(WHAT YOU NEED TO DO)
• a. In the SmApper feature overview, replace "clients" with "workstations" and write out the stretch from "Statistics: SmApper allows" through "of the company?’." with that change.
• b. Extend the SmApper feature overview with new text that picks up after its last sentence.

(QUOTED PASSAGE)
"""

Alerts/Notifications: The (rule-based) triggering function in SMAP_FS allows every user and/or program to be notified automatically by alarm, message, text-message, email and so on regarding any form of file access. This may be relevant for security reasons but may also be an advantage as a workflow feature or serve to relieve the system administrators.

Statistics: SmApper allows almost unlimited statistics to be recorded via File I/O. Using this tool, it would not only be conceivable to measure when and how often a particular file was opened or modified but also which parts of it were affected. Moreover, it would be possible to keep track of accessing clients in order, for instance, to acknowledge a storage location which does not correspond to user patterns and therefore seems disadvantageous. Also analysis could be made which would permit an evaluation of data to be performed under the heading ‘What does it contribute to the net product of the company?’.

Replication: Following on from implicit copies, replication means that SmApper enables rule-based replications to be carried out at file as well as block level. A useful replication would mean for example that a file is replicated automatically in a storage location which is more in keeping with user patterns, in order to increase performance (see Statistics).

"""

(ENTRIES SHOWN)
"""

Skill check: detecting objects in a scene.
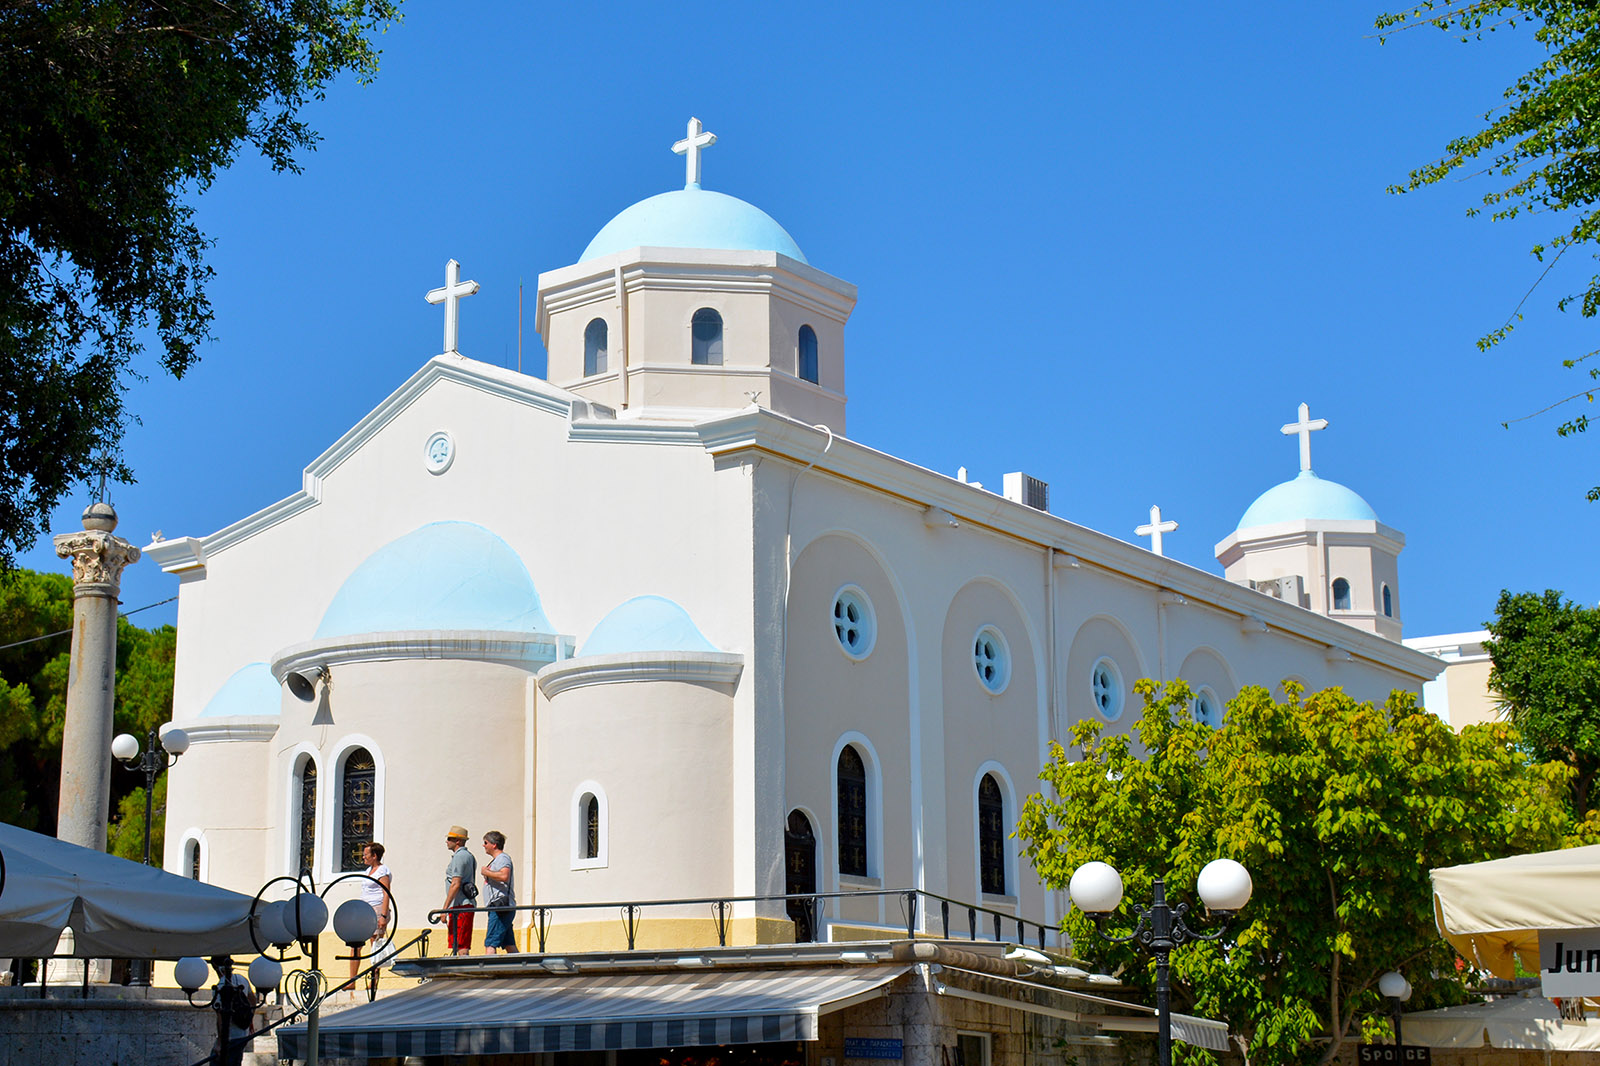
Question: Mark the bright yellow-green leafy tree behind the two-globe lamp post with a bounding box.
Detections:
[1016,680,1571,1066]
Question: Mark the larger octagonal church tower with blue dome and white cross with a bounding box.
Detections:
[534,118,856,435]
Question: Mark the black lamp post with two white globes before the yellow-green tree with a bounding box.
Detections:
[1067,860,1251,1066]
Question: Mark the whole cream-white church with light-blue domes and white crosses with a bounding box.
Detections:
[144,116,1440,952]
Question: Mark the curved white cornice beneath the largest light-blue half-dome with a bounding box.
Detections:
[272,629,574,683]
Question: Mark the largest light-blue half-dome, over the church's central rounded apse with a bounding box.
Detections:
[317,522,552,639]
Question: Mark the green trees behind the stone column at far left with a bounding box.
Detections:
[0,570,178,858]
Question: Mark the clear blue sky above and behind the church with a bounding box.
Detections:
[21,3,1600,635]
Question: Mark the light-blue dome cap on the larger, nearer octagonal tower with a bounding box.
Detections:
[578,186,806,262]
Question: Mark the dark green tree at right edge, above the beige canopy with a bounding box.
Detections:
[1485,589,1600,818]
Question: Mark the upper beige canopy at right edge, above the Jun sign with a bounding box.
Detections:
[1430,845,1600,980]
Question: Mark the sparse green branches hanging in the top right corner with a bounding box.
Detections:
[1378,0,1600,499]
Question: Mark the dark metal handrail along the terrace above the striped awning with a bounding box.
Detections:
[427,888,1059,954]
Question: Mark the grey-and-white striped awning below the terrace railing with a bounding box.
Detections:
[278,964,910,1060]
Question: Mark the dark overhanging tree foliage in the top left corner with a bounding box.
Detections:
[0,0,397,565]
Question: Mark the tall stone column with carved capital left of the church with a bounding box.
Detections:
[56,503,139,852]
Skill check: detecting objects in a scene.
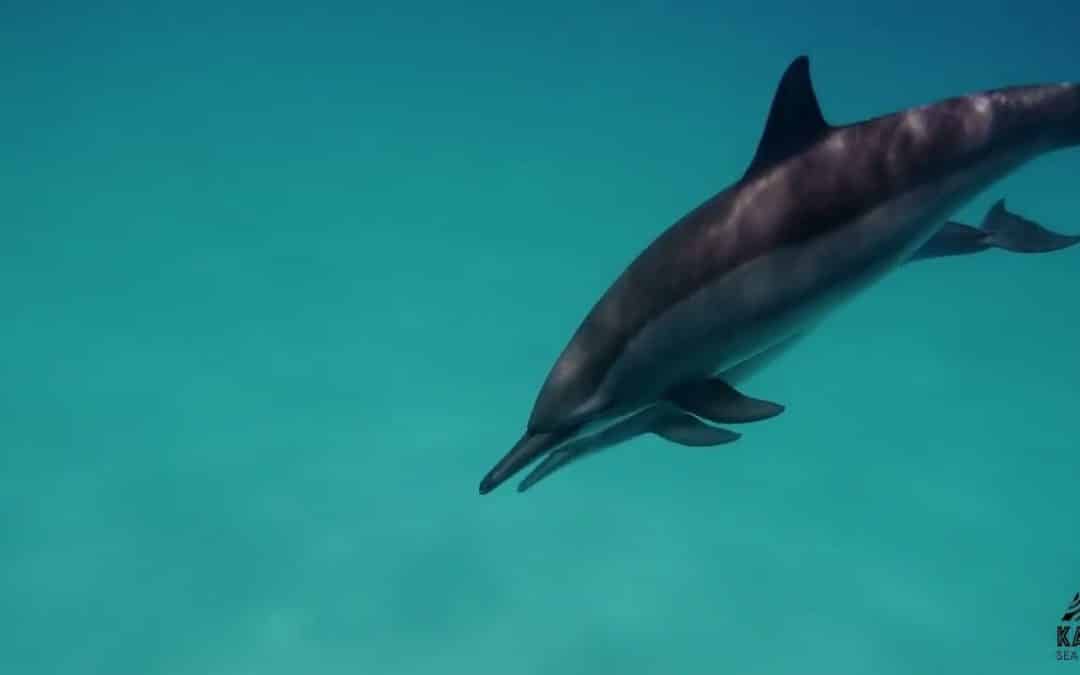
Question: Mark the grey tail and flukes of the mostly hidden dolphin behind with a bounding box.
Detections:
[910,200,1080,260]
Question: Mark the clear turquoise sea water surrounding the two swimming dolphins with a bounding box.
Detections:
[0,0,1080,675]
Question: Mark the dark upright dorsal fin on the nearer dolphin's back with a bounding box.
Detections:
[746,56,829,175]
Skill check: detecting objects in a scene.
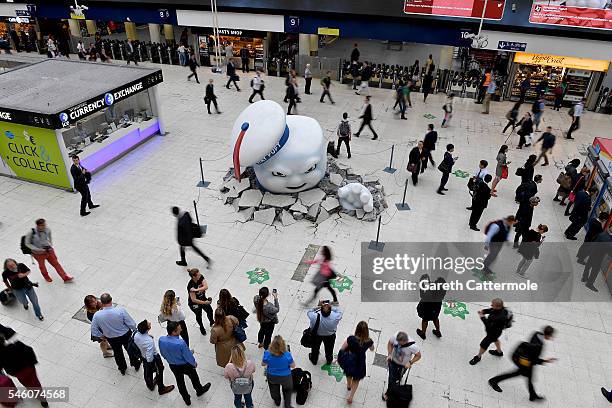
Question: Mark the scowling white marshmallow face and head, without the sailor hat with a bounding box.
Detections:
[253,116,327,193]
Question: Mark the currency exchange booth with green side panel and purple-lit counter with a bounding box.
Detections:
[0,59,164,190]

"""
"""

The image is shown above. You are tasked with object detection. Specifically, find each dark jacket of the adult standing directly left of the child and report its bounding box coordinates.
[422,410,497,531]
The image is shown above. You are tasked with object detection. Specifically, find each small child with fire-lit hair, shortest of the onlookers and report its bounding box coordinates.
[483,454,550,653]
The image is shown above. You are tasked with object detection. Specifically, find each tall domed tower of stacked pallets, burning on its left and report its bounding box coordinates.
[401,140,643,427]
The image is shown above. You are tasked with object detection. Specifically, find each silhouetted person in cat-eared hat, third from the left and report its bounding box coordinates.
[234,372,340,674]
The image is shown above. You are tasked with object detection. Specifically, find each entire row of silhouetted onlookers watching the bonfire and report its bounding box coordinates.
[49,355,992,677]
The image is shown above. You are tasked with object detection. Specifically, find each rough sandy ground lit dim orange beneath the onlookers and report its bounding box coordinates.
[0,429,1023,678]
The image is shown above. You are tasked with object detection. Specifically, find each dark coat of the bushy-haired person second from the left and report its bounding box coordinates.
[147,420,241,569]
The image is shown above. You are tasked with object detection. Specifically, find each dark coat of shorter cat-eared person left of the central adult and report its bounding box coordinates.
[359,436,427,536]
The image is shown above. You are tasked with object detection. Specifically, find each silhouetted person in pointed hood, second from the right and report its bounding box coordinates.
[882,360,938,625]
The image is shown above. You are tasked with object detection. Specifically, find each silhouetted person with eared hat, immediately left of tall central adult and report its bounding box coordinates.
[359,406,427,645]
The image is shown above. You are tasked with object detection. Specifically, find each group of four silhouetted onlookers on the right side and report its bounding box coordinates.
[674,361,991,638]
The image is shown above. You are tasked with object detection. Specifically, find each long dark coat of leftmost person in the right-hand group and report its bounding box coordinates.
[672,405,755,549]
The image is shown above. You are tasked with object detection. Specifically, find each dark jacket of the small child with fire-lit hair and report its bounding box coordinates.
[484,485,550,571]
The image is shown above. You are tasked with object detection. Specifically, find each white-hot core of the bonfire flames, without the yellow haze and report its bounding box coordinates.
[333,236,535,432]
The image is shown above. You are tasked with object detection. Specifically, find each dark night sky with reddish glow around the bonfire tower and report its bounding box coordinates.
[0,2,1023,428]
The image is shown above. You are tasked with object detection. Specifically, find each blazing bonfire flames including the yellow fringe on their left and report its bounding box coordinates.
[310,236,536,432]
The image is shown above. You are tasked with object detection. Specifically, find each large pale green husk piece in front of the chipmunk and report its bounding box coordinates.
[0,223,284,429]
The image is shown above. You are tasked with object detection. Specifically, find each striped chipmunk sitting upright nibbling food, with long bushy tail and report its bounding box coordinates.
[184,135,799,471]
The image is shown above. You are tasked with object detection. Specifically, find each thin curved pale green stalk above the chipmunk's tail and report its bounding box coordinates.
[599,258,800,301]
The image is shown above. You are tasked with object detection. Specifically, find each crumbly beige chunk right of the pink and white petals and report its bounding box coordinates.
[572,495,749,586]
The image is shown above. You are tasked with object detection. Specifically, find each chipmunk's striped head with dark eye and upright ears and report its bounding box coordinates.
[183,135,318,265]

"""

(OUTPUTS IN ORDER)
• a.
Statistics: SmApper allows almost unlimited statistics to be recorded via File I/O. Using this tool, it would not only be conceivable to measure when and how often a particular file was opened or modified but also which parts of it were affected. Moreover, it would be possible to keep track of accessing workstations in order, for instance, to acknowledge a storage location which does not correspond to user patterns and therefore seems disadvantageous. Also analysis could be made which would permit an evaluation of data to be performed under the heading ‘What does it contribute to the net product of the company?’.

• b.
Distributed data: As the SMAP_FS cancels the direct connection between logical file access and physical file location permanently using the stacking layers, files or parts of files can move within a storage grid in a rule-based way. In other words, this capability merges the caching and storage components which, until now, had been treated separately.

Virtual directories: Using SMAP_FS, files which are physically located in completely separate tree structures or even different file systems can be logically displayed as though they are in one directory. To give a practical example, these could be directories for project groups or virtual company teams.

Content integrity: SMAP_FS safeguards the integrity of all attributes of a smap_base_type object, from system-specific attributes to user-defined attributes. This allows a file to be given additional information, whose life cycle is equally linked to the file as its contents.

Several file views: Using the capacity to extract and convert data and then add it as an attribute (or an attribute object) to the original file, it is possible to allow several ways of viewing a file. For instance, a user could preview a CAD document without having installed the CAD application. Newspaper headline editors would be able to view the headline only of a story without having to struggle with the rest of it and even to modify it without needing the full editorial system. As a further variation, there could be a network-specific or even device-specific view of a file. A PDA for example could get a lower resolution than a conventional PC.

Combining of file parts: It is no problem at all to combine several fragments of different files and combine them to create a new file with SMAP_FS. For example, it would be very simple to write all the titles of Word documents in a new document.

Audit trail: Using the versioning feature, it is possible to show who modified what and when, at the binary data level as well as at attribute level.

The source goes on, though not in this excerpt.